## Goal
Reproduce the data below word for word, from start to finish. Leave out the pictures.

___ Listing ___

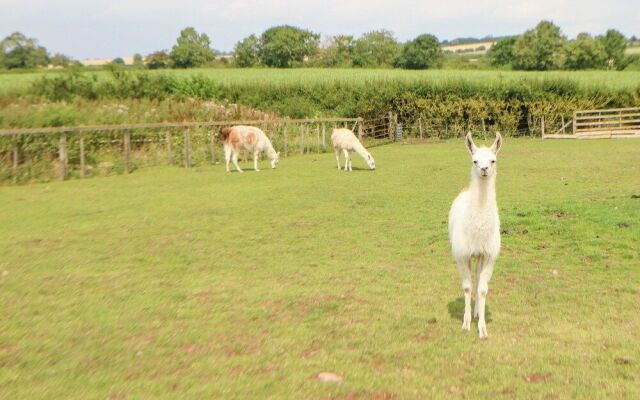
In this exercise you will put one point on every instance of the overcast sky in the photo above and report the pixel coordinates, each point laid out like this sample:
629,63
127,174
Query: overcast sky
118,28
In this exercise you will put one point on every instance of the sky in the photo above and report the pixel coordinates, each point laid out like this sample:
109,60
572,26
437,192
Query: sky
119,28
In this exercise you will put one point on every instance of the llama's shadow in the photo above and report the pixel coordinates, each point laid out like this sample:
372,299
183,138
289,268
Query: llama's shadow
456,309
360,169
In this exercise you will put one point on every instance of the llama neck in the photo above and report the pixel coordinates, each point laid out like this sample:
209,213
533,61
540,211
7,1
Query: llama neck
359,148
483,191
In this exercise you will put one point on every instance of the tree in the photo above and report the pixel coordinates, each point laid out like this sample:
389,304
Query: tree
138,61
60,60
584,52
376,49
615,45
158,59
421,53
191,49
18,51
539,49
281,46
501,53
337,51
247,52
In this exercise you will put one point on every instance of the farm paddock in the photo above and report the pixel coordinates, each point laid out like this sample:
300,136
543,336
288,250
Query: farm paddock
196,283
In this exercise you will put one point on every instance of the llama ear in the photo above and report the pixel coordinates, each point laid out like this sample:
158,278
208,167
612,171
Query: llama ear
468,141
495,147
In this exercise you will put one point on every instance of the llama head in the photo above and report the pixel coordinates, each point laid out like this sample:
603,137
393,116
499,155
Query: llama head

___

## Full answer
In this exercise you will put one point on every instance of the overcast sky in the photo above and report the pixel coordinates, each point laid out like this sample:
629,63
127,174
Query: overcast sky
118,28
In this exercise you will put one point on every instance of the sky in the photo above and report the pixel coordinates, each point laid out like this sample:
109,60
572,26
437,192
Query: sky
119,28
In this exercise you will put one point on every instance of the llama's shadow in the photo above and report the pixel coordinates, each point laid out like this sample:
372,299
183,138
289,268
Query: llama's shadow
456,309
360,169
In this exercise you will put one point on every instance of the llama neck in the photo above and report the pixel coordinates, each point laid out like this sample:
209,213
533,61
540,211
7,1
Query: llama neck
359,148
483,191
In this exercise you will put one point on every instance of the tree in the photo above and report the pixel coordinates, each point laid out like this sample:
389,304
Query: tree
138,61
60,60
584,52
376,49
615,45
158,59
421,53
191,49
18,51
539,49
281,46
501,53
337,51
247,52
In this exercise you will put one point on every instance of the farm paddock in the photo above and report the pixel coordinates, each point laid out like this sample:
300,136
543,336
288,250
Query: farm paddock
196,283
In this exercise you will put one point on every instance of the llama ear in the photo above and report the pixel coordinates, each point laid out like this sample:
158,278
208,167
612,171
Query: llama ear
468,141
495,147
In this exercise you will put one point on every instance of the llama head in the photo above and report the pixel coordinates, each point laid out like this sample:
603,137
393,116
499,155
Query: llama head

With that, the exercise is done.